WHAT TO PRODUCE
Only the run of lines from the one containing "Every instance of the reflection" through the last line should be returned, exactly as written.
--- EXTRACTED MATERIAL ---
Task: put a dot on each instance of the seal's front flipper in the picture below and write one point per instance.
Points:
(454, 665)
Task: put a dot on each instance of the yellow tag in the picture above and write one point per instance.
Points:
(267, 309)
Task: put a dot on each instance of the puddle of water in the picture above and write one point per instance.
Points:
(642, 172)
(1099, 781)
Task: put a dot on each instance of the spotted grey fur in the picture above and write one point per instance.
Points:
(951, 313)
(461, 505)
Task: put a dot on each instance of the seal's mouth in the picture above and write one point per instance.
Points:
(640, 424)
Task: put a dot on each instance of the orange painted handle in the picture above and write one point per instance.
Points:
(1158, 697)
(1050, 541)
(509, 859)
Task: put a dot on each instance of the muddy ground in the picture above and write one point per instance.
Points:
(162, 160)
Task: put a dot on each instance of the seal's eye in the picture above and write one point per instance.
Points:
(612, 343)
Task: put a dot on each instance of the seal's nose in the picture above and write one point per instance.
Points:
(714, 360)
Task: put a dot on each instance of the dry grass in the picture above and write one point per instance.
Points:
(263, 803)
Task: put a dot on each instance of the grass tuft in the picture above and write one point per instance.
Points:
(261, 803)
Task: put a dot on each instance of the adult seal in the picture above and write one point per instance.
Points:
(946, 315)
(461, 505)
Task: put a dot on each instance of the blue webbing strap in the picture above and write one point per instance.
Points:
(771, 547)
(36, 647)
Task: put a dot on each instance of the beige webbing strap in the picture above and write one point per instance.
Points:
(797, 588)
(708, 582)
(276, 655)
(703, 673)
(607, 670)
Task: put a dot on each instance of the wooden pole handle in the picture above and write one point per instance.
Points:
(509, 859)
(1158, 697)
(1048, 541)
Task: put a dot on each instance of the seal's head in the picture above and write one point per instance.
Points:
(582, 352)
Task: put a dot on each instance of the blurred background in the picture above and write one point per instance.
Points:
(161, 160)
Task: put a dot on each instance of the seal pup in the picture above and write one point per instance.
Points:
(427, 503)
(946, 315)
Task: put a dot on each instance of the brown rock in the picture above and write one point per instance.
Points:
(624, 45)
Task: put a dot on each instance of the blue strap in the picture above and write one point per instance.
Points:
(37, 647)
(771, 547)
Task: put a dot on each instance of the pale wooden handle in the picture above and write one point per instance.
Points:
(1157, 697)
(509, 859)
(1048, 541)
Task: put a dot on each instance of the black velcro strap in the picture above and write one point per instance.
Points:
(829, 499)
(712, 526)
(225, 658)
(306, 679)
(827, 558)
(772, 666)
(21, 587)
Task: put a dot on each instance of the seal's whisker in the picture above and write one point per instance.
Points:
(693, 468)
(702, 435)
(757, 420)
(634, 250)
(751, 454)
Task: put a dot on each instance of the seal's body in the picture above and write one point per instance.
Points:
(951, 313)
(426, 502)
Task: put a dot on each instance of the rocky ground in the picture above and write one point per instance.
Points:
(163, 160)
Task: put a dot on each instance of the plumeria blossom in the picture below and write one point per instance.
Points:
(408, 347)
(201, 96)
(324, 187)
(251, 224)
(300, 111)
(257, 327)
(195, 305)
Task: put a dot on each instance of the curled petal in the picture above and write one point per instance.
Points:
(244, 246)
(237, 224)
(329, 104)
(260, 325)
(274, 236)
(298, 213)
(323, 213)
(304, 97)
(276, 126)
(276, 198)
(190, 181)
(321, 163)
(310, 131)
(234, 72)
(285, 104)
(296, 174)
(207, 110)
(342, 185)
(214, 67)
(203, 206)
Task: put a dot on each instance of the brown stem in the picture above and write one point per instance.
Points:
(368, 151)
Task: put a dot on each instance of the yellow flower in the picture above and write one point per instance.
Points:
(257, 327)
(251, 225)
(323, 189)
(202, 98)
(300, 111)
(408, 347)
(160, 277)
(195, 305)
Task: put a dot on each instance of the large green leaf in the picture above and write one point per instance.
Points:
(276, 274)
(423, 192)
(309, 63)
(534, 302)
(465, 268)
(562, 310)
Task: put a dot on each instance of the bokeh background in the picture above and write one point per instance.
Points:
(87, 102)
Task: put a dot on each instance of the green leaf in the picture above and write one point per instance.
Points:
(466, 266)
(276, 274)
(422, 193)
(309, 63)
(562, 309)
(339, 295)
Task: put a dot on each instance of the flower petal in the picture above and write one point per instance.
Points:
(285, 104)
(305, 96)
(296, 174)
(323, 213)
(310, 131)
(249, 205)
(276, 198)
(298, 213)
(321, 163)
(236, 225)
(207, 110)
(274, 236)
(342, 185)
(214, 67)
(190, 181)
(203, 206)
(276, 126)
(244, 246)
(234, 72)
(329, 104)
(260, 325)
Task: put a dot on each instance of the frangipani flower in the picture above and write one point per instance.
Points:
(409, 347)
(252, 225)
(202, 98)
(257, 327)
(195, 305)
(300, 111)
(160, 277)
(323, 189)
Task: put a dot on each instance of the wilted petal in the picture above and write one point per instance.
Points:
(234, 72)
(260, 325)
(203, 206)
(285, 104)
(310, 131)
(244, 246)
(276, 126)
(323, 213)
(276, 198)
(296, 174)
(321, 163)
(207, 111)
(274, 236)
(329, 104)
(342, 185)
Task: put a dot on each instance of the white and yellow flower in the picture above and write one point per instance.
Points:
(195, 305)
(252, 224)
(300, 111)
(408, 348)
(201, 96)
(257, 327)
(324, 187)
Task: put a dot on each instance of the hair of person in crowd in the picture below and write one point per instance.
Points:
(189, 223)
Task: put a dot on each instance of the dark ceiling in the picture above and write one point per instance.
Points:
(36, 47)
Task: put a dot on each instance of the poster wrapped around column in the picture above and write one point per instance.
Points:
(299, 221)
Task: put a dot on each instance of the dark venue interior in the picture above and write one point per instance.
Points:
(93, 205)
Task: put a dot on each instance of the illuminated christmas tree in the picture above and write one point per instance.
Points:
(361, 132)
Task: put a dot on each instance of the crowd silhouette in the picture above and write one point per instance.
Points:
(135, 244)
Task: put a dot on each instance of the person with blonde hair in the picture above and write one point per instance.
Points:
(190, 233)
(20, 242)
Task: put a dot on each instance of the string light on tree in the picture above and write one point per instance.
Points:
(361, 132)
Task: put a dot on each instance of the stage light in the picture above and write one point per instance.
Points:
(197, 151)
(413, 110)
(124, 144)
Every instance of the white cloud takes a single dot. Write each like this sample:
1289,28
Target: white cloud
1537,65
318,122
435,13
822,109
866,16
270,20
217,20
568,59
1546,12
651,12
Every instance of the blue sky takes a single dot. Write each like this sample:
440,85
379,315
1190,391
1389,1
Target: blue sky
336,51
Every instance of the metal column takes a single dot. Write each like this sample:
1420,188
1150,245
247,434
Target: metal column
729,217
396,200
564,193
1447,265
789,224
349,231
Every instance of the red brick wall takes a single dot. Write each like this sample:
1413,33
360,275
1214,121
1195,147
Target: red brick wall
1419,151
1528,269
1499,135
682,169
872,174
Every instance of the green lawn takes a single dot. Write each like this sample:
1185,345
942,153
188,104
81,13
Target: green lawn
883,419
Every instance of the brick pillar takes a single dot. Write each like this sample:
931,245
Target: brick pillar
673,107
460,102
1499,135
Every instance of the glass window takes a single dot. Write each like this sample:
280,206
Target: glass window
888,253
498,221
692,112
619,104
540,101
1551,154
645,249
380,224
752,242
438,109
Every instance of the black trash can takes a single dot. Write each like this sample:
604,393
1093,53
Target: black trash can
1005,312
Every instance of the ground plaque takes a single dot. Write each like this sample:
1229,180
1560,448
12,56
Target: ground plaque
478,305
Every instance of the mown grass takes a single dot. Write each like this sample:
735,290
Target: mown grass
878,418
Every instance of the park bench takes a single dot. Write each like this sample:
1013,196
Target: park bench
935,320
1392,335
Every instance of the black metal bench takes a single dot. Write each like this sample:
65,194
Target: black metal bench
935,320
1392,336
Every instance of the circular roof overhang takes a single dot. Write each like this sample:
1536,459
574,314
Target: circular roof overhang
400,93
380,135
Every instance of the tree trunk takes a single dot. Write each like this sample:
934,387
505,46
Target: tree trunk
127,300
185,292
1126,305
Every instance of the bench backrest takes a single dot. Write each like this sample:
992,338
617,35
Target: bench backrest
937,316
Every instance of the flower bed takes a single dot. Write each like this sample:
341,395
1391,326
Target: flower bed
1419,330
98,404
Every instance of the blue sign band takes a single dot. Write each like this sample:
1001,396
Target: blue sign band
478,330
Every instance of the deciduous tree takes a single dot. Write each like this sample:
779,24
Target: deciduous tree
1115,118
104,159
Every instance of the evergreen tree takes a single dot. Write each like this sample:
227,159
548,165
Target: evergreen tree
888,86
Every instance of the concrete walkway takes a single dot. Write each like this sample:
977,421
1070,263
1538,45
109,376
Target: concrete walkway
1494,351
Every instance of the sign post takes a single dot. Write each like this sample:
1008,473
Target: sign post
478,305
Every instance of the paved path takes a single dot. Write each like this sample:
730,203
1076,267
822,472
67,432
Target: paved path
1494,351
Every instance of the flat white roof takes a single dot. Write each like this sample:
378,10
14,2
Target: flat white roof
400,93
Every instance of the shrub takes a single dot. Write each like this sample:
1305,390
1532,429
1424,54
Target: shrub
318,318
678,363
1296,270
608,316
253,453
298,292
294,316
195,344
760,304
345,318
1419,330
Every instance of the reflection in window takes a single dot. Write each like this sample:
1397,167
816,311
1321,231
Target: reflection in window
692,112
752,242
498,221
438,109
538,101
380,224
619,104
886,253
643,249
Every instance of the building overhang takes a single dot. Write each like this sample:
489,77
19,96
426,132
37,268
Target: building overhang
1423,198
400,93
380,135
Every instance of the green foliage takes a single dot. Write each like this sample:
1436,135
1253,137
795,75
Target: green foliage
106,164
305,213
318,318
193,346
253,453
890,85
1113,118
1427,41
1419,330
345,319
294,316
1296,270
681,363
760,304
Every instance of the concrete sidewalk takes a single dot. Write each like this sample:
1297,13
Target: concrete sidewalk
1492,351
---
EXERCISE ANSWER
Every instance of the reflection in window takes a single dot. Write each like this sample:
1397,167
816,311
1321,231
Target: reflection in window
692,112
752,242
498,221
438,109
538,101
380,224
619,104
886,253
643,249
Every instance of the building overhang takes a single dot. Write each like this sample:
489,77
19,96
426,132
37,268
Target: building overhang
1423,198
400,93
380,135
Every instance of the green foliage takes a single dot. Write each like this sample:
1436,135
1253,137
795,75
Target: green foliage
106,164
305,213
318,318
193,346
253,453
890,85
1113,118
1427,41
1419,330
345,319
294,316
1296,270
681,363
760,304
Every instance of the concrete sidewalk takes a single dot. Write each like this sample:
1297,13
Target: concrete sidewalk
1492,351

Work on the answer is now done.